## start SUPPLIED DATA

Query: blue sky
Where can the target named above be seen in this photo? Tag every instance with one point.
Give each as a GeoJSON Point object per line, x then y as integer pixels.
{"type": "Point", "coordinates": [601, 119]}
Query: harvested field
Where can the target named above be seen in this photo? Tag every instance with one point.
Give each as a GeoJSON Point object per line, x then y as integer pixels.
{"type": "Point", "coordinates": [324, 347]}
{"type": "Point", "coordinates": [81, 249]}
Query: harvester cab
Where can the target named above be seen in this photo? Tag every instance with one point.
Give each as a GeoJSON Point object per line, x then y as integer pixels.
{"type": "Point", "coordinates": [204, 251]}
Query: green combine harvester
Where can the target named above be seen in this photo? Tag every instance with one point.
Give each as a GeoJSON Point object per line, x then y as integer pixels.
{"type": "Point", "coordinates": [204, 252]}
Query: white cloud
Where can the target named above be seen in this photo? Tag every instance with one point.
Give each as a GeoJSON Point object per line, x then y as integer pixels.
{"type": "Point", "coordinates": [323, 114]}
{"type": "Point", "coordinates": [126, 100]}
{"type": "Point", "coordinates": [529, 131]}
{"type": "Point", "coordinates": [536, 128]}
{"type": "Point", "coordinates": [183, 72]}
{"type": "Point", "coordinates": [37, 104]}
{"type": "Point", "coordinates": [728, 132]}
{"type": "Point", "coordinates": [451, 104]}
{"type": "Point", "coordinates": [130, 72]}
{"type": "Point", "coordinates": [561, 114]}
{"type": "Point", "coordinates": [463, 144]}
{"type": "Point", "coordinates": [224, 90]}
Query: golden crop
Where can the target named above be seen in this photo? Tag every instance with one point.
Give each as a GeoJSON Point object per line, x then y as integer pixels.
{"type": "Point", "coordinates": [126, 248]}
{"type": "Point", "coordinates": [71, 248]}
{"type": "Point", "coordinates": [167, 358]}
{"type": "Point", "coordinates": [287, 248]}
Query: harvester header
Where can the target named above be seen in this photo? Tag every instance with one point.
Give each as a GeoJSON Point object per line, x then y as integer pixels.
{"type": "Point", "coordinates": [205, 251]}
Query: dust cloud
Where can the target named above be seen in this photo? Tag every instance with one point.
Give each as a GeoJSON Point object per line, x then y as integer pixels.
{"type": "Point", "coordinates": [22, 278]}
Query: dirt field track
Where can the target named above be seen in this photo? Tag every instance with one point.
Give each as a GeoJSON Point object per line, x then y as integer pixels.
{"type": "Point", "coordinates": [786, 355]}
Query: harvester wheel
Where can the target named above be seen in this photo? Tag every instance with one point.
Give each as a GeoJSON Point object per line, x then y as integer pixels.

## end SUPPLIED DATA

## EXERCISE PROMPT:
Rewrite the lines of the listing as a numbered list, beginning with the line that contains "Query: golden crop" and continuing through the final line of the listing. Omit any blank lines.

## OUTPUT FOR THIS TASK:
1. Query: golden crop
2. Where can the target named above be seen in this photo? Tag every instance with one point.
3. Give each as a GeoJSON Point object per line, x then y as integer pixels.
4. {"type": "Point", "coordinates": [126, 248]}
5. {"type": "Point", "coordinates": [71, 248]}
6. {"type": "Point", "coordinates": [167, 358]}
7. {"type": "Point", "coordinates": [287, 248]}
8. Query: harvester header
9. Where can the target named above be seen in this photo? Tag every instance with one point.
10. Give each as a GeoJSON Point object per line, x then y as integer pixels.
11. {"type": "Point", "coordinates": [205, 251]}
12. Query: dust cloud
13. Where can the target named above be seen in this photo? Tag every instance with one point.
14. Give each as a GeoJSON Point object per line, x then y as integer pixels.
15. {"type": "Point", "coordinates": [22, 278]}
16. Query: dirt field track
17. Where can the target named above be seen in this photo? Tag every instance with one point.
18. Give each as a GeoJSON Point object per line, x then y as integer pixels.
19. {"type": "Point", "coordinates": [786, 355]}
20. Query: harvester wheel
21. Where can the target named above be seen in this photo? Tag every instance with one point.
22. Give each as a GeoJSON Point object per line, x then y as integer pixels.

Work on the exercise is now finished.